<<<<
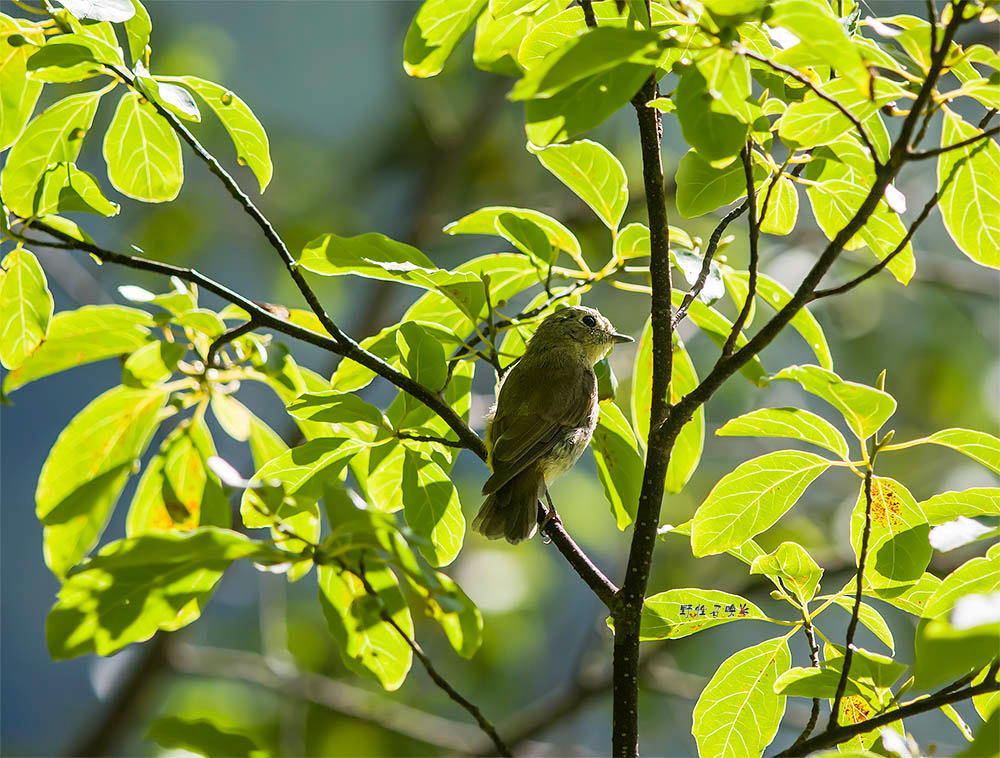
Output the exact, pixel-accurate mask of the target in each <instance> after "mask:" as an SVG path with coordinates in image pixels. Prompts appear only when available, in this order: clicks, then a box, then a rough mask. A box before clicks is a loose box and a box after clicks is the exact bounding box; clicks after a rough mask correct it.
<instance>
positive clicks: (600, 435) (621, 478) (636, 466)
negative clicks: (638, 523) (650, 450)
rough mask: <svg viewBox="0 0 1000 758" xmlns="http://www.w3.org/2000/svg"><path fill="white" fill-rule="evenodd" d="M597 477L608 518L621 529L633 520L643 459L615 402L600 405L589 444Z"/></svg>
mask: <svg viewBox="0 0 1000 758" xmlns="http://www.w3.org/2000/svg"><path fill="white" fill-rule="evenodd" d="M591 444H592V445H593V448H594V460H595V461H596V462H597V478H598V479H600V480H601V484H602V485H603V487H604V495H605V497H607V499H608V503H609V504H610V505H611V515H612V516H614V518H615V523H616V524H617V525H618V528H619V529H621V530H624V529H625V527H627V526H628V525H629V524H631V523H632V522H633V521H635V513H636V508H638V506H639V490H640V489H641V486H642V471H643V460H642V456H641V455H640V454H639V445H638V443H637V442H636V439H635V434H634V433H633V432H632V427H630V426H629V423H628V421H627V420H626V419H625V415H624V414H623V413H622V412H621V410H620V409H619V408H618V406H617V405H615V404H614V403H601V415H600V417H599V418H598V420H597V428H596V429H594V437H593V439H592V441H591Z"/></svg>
>>>>
<<<<
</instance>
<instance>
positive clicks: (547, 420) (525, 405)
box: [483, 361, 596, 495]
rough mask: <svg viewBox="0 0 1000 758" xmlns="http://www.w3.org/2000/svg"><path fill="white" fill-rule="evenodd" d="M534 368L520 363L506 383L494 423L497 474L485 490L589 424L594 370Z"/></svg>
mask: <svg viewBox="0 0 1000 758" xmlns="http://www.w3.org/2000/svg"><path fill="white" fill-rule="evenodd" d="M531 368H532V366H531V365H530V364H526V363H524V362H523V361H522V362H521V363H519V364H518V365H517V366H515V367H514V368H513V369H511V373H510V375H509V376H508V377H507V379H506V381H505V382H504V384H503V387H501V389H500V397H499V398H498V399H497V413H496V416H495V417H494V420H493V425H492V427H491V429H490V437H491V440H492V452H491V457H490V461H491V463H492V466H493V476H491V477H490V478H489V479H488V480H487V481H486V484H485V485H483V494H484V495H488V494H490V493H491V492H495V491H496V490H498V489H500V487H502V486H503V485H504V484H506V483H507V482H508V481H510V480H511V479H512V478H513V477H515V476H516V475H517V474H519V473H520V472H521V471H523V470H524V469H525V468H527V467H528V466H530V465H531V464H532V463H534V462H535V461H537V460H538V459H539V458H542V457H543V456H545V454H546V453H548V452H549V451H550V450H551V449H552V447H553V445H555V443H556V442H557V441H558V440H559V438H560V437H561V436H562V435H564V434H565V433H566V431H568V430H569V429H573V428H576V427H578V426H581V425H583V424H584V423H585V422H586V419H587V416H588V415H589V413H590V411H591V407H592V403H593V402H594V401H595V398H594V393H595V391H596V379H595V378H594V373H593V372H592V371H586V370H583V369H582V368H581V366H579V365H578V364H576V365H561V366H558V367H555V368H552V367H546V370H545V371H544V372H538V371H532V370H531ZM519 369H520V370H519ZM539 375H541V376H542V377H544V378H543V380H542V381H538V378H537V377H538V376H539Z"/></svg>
>>>>
<<<<
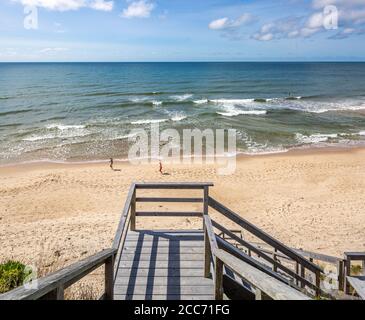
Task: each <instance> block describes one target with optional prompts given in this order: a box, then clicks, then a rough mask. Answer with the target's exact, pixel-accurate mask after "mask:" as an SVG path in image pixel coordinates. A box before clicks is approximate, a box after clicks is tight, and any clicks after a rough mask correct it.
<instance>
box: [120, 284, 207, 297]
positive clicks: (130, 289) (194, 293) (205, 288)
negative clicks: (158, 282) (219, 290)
>>>>
[WHAT THIS TASK INVOLVES] Identify every line in the listing above that contains the string "with", and copy each such line in full. Matching is case-sensitive.

[ANSWER TO THIS TASK]
Output the exact, pixel-accurate mask of the target in each <instance> after "mask:" as an SVG path with coordinates in image pixels. Prompts appear only when available, in this order: clicks, then a box, then a rough mask. A box before clicks is a loose box and a box after clicks is the exact bounding box; clicks after a rough mask correct it.
Task: each <instance> block describes one target with optional prompts given in this order: a box, then clicks, then a rough mask. Answer with the target's exact, pixel-accurate mask after "mask:" as an SVG path in image pixel coordinates. A box before clicks is approximate, a box after clicks is tight, and any clicks after a rough mask correct it.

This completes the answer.